Recast every line of the items below as a two-column Markdown table headed Row and Line. Number the rows in order and omit blank lines.
== DATASET CONTENT ==
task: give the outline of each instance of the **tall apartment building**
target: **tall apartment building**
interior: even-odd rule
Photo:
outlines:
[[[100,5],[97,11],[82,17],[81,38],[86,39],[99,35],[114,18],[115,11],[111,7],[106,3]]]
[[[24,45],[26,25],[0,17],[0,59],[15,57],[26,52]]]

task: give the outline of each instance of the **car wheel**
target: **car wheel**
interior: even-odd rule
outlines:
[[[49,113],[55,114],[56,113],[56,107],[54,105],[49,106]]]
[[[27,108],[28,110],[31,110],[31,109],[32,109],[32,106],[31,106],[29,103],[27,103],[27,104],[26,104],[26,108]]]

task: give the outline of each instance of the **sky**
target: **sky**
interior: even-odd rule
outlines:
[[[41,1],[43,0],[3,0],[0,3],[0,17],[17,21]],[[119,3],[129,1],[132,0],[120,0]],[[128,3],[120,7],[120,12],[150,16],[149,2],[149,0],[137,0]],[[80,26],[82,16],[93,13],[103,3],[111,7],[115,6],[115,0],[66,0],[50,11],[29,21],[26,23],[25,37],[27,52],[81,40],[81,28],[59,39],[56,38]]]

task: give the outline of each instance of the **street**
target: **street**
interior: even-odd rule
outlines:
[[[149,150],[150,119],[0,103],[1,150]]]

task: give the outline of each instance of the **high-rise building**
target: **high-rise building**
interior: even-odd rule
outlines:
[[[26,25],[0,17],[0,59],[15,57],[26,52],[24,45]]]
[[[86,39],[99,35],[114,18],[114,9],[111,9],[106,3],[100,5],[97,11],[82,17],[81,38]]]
===
[WRITTEN RESPONSE]
| Row | Line |
|---|---|
| 1 | task: give the outline of each instance of the **tall apartment building** |
| 2 | target: **tall apartment building** |
| 3 | interior: even-odd rule |
| 4 | Photo: |
| 5 | outlines: |
| 6 | [[[100,5],[97,11],[82,17],[81,38],[86,39],[99,35],[114,18],[115,11],[111,7],[106,3]]] |
| 7 | [[[24,45],[26,25],[0,17],[0,59],[15,57],[26,52]]] |
| 8 | task: give the outline of each instance of the **car wheel** |
| 9 | target: **car wheel** |
| 10 | interior: even-odd rule |
| 11 | outlines: |
| 12 | [[[49,113],[55,114],[56,113],[56,107],[54,105],[49,106]]] |
| 13 | [[[27,108],[28,110],[31,110],[31,109],[32,109],[32,106],[31,106],[29,103],[27,103],[27,104],[26,104],[26,108]]] |
| 14 | task: give the outline of each instance of the **sky** |
| 15 | target: **sky** |
| 16 | interior: even-odd rule |
| 17 | outlines: |
| 18 | [[[41,1],[43,0],[3,0],[0,3],[0,17],[17,21]],[[119,3],[129,1],[132,0],[120,0]],[[128,3],[120,7],[120,12],[150,16],[149,2],[149,0],[137,0]],[[80,26],[82,16],[93,13],[103,3],[111,7],[115,6],[115,0],[66,0],[50,11],[29,21],[26,23],[25,37],[27,52],[81,40],[81,28],[59,39],[56,38]]] |
| 19 | task: give the outline of each instance of the **street** |
| 20 | target: **street** |
| 21 | interior: even-odd rule |
| 22 | outlines: |
| 23 | [[[149,150],[150,119],[0,103],[1,150]]] |
| 24 | task: give the outline of each instance of the **high-rise building** |
| 25 | target: **high-rise building** |
| 26 | interior: even-odd rule |
| 27 | outlines: |
| 28 | [[[26,25],[0,17],[0,59],[15,57],[26,52],[24,45]]] |
| 29 | [[[86,39],[99,35],[114,18],[114,9],[111,9],[106,3],[100,5],[97,11],[82,17],[81,38]]] |